Rows from a pointing dataset
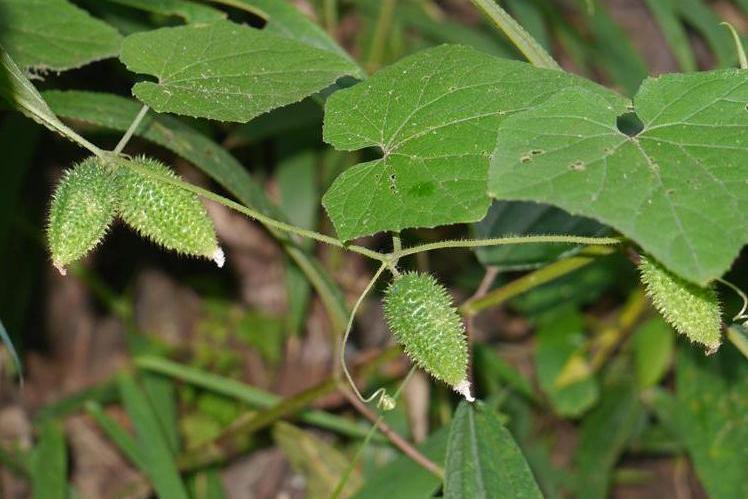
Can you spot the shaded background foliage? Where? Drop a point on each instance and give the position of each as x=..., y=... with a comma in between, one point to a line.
x=599, y=395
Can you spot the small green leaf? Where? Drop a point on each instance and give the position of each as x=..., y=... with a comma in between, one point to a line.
x=164, y=213
x=691, y=309
x=674, y=186
x=226, y=71
x=82, y=209
x=49, y=463
x=433, y=116
x=54, y=34
x=654, y=344
x=483, y=459
x=421, y=315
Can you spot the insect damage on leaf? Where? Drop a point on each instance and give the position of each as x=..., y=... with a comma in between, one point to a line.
x=164, y=213
x=82, y=209
x=691, y=309
x=420, y=313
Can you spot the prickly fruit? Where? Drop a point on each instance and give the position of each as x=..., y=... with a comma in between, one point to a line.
x=164, y=213
x=81, y=211
x=420, y=313
x=690, y=309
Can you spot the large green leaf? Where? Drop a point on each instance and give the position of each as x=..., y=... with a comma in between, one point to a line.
x=676, y=188
x=511, y=218
x=226, y=71
x=54, y=34
x=433, y=116
x=711, y=412
x=483, y=460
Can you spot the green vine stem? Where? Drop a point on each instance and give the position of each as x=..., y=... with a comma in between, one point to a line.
x=379, y=424
x=385, y=401
x=130, y=130
x=521, y=39
x=742, y=59
x=499, y=241
x=534, y=279
x=256, y=215
x=382, y=29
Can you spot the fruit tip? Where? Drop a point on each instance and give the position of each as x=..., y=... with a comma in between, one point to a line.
x=463, y=388
x=62, y=270
x=219, y=257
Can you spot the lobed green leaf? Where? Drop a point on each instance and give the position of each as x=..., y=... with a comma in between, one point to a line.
x=54, y=34
x=226, y=71
x=433, y=116
x=675, y=187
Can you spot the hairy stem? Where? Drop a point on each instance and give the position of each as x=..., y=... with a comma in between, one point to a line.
x=532, y=280
x=521, y=39
x=498, y=241
x=130, y=130
x=341, y=348
x=256, y=215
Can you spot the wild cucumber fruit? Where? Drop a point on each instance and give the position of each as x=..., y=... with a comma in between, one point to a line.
x=420, y=313
x=81, y=210
x=691, y=309
x=164, y=213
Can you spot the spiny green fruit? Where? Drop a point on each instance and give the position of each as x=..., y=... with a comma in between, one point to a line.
x=420, y=313
x=691, y=309
x=82, y=209
x=164, y=213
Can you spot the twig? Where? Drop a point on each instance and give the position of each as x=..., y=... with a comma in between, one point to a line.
x=393, y=436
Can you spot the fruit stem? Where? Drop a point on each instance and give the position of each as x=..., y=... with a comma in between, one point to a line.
x=130, y=130
x=381, y=393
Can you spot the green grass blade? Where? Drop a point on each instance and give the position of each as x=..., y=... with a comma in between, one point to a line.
x=117, y=434
x=49, y=464
x=158, y=460
x=248, y=394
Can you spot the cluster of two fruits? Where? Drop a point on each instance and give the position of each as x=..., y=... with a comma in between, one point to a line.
x=418, y=309
x=96, y=191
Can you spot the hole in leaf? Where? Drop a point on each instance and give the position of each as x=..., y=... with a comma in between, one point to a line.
x=629, y=124
x=578, y=166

Given instruction =
Leave the pictures out and output the rest of the listing exactly.

The output =
Can you spot the shaded background foliage? Where? Drop a point on each instance and give the position of each as x=..., y=... with a comma in between, one point to a line.
x=599, y=395
Can you spot the small green leaf? Where? Drop a point on each instance and give the position of each as x=..., y=... with a comma in between, one point to a line.
x=164, y=213
x=691, y=309
x=674, y=186
x=226, y=71
x=82, y=209
x=49, y=463
x=433, y=116
x=54, y=34
x=654, y=344
x=483, y=459
x=421, y=315
Can you spot the insect damage on leaf? Where? Drop a point on each instance and give the position of each as x=..., y=... with a comma in between, one point to a line.
x=164, y=213
x=82, y=209
x=691, y=309
x=420, y=313
Can you spot the prickly fruit? Where? Drop a point on each instance and give the position of each as x=..., y=... with a comma in between, one point to a line.
x=164, y=213
x=81, y=211
x=420, y=313
x=690, y=309
Can you spot the large green leaf? Where? Drop a point on each instance and give the position of each as x=..., y=... with a comma in between, one point to a line.
x=676, y=188
x=511, y=218
x=226, y=71
x=54, y=34
x=433, y=116
x=711, y=412
x=483, y=460
Can you spot the green vine stem? Where? Drop a point on each instance and give the position of each as x=..., y=... with a comma in between, one point to a line.
x=379, y=424
x=385, y=401
x=130, y=130
x=521, y=39
x=742, y=59
x=499, y=241
x=534, y=279
x=256, y=215
x=382, y=29
Can you spot the fruit tip? Where? Drop a point on each instance and give the position of each as x=..., y=... with a comma in between, one point to a line.
x=463, y=388
x=62, y=270
x=219, y=257
Can you spot the lobed green leaf? Where? Drop a point on each instance and give the position of each as x=..., y=... with a comma in between, one point to a line.
x=54, y=34
x=226, y=71
x=433, y=116
x=675, y=187
Can you spot the hairy stem? Where? Drop a point on each instance and give the position of each as x=..., y=... with a comma in between, one point to a line.
x=532, y=280
x=521, y=39
x=498, y=241
x=130, y=130
x=341, y=348
x=256, y=215
Can you spot the wild cucumber fruit? Where? Drop a point on each instance and give the position of each as x=..., y=... with a comma in between, one point to a line.
x=420, y=313
x=81, y=210
x=691, y=309
x=164, y=213
Can you spot the spiny green fruit? Where? Drop a point on each instance and give the position of each as x=..., y=... with a comma in between, one point to a line.
x=420, y=313
x=691, y=309
x=82, y=209
x=164, y=213
Can you spot the twig? Where? Drop a point on each instance and give the position of each as x=..., y=... with a comma in between, one point to a line.
x=393, y=436
Can you spot the fruit stem? Where? Drop a point on each instance and give the position of each as x=..., y=... with a comma in between, one point to a line.
x=130, y=130
x=381, y=393
Can you spot the green grass blade? Where? Drop a point on each instance and give the position of each as x=..., y=... with a comma in between, one point to a line.
x=117, y=434
x=49, y=464
x=158, y=460
x=248, y=394
Can you spot the cluster of two fruits? Where? Drop a point on each instance and give the position of each as x=..., y=... with a comma in between, one point to a line.
x=418, y=309
x=96, y=191
Can you spot the hole in leaf? Where? Drop a point on each instance and give the position of each as x=..., y=... with a comma in between, one point to a line.
x=629, y=124
x=578, y=166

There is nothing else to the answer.